- [EXERCISE]: Summarize the text on HBO's THE NIGHT OF in two sentences.

- [READING TEXT]:
**********

The Night Of...

JORDAN GAGNE, one of my former Berklee Valencia scoring students (and a wicked-good composer himself), steered my attention to HBO's new series, THE NIGHT OF, and its music. Jordan is working as a studio assistant to the show's composer, Jeff Russo. The first episode hooked me; the second episode went to the pit of my stomach with the weight of dread. I don't have a good feeling about where the trajectory of the plot may be taking us, but it's an accident I'm not going to be able to look away from, any more than I can look away from a nightmare.

With the show's creative architects being Steve Zaillian (Schindler's List and Gangs Of New York) and Richard Price (Sea Of Love, The Color Of Money), it would be well worth giving attention simply to see what these brilliant guys came up with. But it's the infrastructure of the show, including the score and the spellbinding, Sidney Lumet-ish cinematography by Igor Martinovic (Man On Wire), who I'm betting will be the next Janusz Kaminski, that takes it completely out of the realm of "TV" and into that new place halfway between the living room and the old 8th Street Playhouse in Greenwich Village (where I first saw films by Roman Polanski, Claude Chabrol, and Sam Fuller)--a place that is now, and will continue to be, the proving ground for new composers.

There's a single shot in the final act that's worthy of Alain Resnais. The protagonist (played by Poorna Jagannathan) is being transferred to Riker's Island to await trial, and as he's being led through the  exterior prisoner door, the camera drops to the event's reflection in a puddle of dirty rainwater. In the hands of lesser artists, it might've felt like a show-off shot, but as with almost everything else about the show, it is embedded in the story.

**********

[Natural-language object grounding data]
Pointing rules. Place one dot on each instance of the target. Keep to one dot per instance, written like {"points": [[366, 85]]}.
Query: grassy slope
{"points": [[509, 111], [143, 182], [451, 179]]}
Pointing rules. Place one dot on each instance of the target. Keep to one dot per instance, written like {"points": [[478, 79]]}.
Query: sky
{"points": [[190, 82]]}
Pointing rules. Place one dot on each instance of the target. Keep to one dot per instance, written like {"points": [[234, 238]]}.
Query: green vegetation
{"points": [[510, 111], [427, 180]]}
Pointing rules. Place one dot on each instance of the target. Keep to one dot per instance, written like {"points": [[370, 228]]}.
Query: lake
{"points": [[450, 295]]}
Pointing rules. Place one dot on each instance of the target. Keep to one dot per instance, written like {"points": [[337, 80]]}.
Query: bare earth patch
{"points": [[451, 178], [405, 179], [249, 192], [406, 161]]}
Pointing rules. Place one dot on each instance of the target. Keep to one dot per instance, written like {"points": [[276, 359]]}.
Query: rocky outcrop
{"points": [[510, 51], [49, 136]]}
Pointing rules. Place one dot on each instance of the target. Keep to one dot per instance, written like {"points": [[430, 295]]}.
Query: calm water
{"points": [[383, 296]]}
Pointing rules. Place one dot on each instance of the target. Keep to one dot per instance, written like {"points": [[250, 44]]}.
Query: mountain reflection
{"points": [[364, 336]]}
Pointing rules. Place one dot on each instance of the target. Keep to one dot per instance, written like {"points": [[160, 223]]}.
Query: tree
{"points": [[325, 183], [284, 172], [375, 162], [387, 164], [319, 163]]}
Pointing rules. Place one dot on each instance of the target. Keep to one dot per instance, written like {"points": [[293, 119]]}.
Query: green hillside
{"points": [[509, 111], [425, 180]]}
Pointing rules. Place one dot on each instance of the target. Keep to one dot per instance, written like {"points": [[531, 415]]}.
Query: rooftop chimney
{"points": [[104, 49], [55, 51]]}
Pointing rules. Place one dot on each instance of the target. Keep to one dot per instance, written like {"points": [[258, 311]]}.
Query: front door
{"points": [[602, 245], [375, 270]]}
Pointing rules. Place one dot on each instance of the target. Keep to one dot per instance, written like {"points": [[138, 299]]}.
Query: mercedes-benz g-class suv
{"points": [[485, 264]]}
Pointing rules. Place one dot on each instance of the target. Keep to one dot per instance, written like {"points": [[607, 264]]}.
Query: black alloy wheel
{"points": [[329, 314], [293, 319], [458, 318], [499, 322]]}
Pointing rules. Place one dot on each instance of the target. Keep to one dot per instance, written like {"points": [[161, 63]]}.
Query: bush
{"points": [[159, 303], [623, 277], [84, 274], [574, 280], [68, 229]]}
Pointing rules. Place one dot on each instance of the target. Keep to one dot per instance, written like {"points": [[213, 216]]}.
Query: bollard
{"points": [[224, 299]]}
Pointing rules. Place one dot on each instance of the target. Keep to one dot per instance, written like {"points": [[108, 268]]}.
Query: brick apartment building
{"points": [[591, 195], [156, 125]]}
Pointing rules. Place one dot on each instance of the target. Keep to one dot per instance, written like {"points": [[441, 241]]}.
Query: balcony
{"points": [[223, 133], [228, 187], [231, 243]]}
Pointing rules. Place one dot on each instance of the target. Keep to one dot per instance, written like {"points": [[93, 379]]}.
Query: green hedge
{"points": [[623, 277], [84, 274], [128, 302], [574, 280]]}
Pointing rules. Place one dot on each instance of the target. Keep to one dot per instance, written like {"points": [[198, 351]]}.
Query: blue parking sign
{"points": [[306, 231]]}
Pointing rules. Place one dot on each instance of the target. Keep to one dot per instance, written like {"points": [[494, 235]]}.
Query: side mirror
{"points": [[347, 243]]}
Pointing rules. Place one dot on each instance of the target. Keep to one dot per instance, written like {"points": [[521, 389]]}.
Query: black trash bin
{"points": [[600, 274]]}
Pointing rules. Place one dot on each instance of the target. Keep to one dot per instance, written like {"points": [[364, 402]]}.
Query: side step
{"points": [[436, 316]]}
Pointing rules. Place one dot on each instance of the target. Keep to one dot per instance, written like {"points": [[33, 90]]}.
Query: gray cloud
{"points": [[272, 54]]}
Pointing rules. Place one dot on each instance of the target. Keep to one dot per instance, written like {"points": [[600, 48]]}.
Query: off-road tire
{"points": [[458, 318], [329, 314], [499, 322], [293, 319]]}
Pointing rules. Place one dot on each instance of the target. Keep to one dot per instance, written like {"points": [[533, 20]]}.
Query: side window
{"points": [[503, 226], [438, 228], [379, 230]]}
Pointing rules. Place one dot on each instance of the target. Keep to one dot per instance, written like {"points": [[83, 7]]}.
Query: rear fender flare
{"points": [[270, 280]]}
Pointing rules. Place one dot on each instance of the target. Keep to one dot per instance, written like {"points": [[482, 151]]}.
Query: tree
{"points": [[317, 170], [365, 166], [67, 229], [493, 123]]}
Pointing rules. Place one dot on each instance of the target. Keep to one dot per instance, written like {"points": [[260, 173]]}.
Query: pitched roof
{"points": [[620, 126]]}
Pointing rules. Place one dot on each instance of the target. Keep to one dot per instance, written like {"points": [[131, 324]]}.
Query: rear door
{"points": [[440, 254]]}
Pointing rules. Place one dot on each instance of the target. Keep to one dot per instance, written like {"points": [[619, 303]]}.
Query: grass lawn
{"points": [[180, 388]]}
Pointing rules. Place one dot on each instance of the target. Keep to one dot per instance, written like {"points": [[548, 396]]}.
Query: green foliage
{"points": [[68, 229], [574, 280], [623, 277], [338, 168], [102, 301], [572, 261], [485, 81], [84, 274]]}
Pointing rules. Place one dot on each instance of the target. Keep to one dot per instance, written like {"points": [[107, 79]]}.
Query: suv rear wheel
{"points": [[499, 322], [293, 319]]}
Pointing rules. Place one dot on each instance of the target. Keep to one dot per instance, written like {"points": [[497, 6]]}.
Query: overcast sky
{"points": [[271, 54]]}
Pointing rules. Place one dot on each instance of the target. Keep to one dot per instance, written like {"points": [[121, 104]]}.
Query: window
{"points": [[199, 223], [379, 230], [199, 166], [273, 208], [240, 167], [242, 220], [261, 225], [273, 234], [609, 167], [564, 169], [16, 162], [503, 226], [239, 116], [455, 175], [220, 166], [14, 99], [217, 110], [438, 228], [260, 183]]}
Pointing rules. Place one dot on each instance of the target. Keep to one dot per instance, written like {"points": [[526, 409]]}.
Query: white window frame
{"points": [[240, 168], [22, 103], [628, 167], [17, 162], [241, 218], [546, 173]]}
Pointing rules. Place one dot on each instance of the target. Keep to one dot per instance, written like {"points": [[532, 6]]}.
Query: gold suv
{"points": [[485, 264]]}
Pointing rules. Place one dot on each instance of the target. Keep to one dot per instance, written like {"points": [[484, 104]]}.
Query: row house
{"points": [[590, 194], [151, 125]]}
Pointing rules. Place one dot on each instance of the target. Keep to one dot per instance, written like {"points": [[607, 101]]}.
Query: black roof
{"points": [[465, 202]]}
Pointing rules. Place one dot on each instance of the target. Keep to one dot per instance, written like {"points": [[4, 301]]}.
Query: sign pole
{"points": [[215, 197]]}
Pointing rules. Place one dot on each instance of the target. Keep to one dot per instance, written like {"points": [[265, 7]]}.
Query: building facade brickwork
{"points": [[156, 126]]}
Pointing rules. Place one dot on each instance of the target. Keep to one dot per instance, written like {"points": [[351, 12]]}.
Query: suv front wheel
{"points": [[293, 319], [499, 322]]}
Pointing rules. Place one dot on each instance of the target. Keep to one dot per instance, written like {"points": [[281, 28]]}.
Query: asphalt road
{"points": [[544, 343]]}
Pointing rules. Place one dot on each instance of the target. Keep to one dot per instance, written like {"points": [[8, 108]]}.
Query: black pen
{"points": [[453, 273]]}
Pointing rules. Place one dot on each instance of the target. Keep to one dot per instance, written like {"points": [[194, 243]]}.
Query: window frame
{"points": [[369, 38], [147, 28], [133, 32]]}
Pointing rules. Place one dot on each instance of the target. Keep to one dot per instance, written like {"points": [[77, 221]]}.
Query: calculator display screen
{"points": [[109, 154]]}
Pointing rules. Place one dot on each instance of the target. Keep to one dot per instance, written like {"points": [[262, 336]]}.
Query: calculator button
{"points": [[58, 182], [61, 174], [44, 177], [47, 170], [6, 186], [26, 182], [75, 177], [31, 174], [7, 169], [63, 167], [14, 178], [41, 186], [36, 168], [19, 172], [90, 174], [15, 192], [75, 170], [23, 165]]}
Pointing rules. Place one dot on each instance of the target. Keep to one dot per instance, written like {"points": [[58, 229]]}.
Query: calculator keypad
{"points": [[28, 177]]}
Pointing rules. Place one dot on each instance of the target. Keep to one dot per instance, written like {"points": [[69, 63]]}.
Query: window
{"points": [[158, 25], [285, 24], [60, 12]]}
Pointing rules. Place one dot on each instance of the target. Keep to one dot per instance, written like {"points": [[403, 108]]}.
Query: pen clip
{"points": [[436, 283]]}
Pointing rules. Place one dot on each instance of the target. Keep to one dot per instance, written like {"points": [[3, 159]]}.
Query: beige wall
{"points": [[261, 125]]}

**********

- [ANSWER BOX]: A former student, Jordan Gagne, directed the writer to HBO's series THE NIGHT OF, whose first episode hooked the writer and whose second brought a heavy sense of dread. Beyond the work of creators Steve Zaillian and Richard Price, the writer credits the score and Igor Martinovic's cinematography with taking the show out of the realm of "TV," and singles out a shot in which a prisoner transfer to Riker's Island is seen reflected in a puddle of rainwater as one that stays embedded in the story.